Copy each line of the following data that contains "white".
*** The records Section Begins ***
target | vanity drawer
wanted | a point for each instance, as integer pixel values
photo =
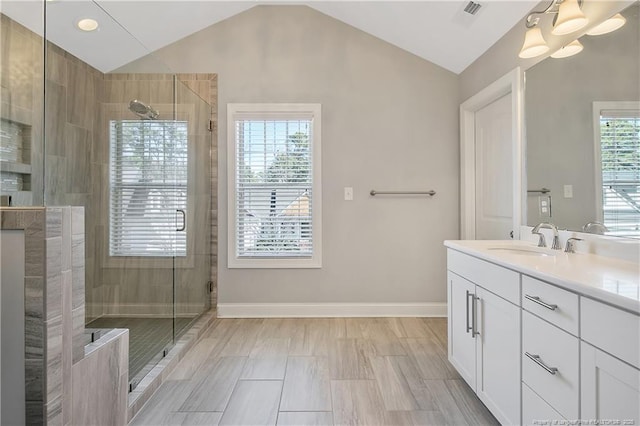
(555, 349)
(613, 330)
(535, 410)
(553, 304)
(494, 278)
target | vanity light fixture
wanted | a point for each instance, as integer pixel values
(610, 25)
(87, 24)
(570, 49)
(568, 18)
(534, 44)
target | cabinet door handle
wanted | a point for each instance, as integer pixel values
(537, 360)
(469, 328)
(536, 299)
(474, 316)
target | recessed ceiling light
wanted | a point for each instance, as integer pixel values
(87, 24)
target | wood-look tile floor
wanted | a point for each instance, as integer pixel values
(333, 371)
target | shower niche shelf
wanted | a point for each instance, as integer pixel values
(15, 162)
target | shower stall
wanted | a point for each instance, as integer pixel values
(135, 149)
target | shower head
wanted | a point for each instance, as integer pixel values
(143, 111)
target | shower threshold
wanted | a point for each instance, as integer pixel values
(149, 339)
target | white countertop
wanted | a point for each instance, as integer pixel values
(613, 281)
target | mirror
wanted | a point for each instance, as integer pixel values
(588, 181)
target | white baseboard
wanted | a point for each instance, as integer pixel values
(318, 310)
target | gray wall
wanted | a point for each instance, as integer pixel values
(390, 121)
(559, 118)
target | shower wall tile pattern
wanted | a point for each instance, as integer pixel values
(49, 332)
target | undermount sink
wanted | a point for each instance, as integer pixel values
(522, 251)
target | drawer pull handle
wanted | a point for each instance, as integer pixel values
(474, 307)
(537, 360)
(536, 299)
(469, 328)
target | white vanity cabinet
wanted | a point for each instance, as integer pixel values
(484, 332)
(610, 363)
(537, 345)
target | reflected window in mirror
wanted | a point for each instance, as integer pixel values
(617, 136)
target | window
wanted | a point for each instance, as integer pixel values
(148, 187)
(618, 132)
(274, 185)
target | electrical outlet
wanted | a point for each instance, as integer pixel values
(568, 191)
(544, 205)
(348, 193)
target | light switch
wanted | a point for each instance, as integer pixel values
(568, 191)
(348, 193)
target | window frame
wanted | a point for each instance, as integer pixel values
*** The records Section Ends ***
*** The records Section Begins ***
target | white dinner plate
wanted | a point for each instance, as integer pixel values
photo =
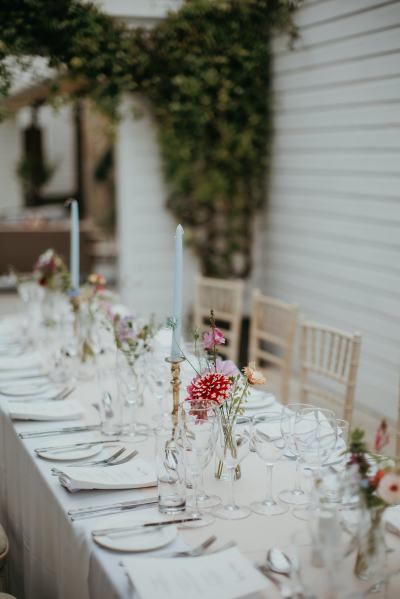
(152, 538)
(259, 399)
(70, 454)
*** The records Section Ends ***
Solved exercise =
target | white countertop
target | white baseboard
target | white vanity cabinet
target | white dinner plate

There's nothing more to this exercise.